▶ [OBJECTIVE]: Show each line of the items below that contains the string "sandy".

▶ [RECORD EXCERPTS]:
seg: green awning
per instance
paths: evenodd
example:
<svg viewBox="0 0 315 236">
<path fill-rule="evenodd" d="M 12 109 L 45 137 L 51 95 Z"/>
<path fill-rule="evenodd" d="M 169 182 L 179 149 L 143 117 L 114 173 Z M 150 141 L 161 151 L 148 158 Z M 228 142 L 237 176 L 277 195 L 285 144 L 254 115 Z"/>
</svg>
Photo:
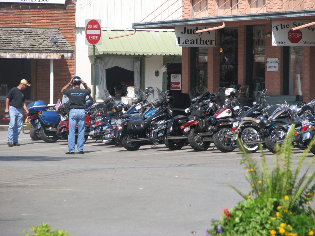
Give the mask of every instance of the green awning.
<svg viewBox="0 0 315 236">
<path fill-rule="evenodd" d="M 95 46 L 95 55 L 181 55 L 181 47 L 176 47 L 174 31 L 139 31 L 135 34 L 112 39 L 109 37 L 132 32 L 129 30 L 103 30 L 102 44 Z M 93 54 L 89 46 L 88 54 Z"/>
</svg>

---

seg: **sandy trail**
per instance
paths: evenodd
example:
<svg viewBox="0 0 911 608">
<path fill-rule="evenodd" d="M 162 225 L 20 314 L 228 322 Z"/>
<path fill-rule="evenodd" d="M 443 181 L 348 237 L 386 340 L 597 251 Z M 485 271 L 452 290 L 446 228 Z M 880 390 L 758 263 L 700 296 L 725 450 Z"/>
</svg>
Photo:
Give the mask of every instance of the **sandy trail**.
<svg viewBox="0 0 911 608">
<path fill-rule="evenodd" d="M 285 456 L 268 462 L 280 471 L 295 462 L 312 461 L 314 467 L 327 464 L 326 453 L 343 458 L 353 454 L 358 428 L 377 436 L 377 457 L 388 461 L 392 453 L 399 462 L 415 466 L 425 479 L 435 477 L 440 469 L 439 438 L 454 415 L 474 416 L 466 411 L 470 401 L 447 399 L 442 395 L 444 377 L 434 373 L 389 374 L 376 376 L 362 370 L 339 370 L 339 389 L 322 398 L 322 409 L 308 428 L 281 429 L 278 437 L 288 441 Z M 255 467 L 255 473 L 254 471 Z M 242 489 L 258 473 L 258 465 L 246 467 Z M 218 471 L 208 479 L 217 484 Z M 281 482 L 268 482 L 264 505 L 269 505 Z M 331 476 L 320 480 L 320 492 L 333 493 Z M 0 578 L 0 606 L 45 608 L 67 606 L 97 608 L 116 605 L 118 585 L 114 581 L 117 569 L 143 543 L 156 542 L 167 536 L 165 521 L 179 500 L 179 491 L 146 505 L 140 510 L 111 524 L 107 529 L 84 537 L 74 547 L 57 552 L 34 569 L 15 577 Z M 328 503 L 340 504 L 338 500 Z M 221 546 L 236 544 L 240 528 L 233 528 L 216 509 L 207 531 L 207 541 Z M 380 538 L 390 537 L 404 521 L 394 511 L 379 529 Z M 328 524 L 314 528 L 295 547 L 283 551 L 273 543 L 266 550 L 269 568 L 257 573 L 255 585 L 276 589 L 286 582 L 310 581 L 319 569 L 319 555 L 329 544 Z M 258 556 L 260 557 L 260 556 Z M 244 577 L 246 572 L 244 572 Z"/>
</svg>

▶ [RESULT OF THE EXERCISE]:
seg: **sandy trail**
Give the mask of every instance of the **sandy trail**.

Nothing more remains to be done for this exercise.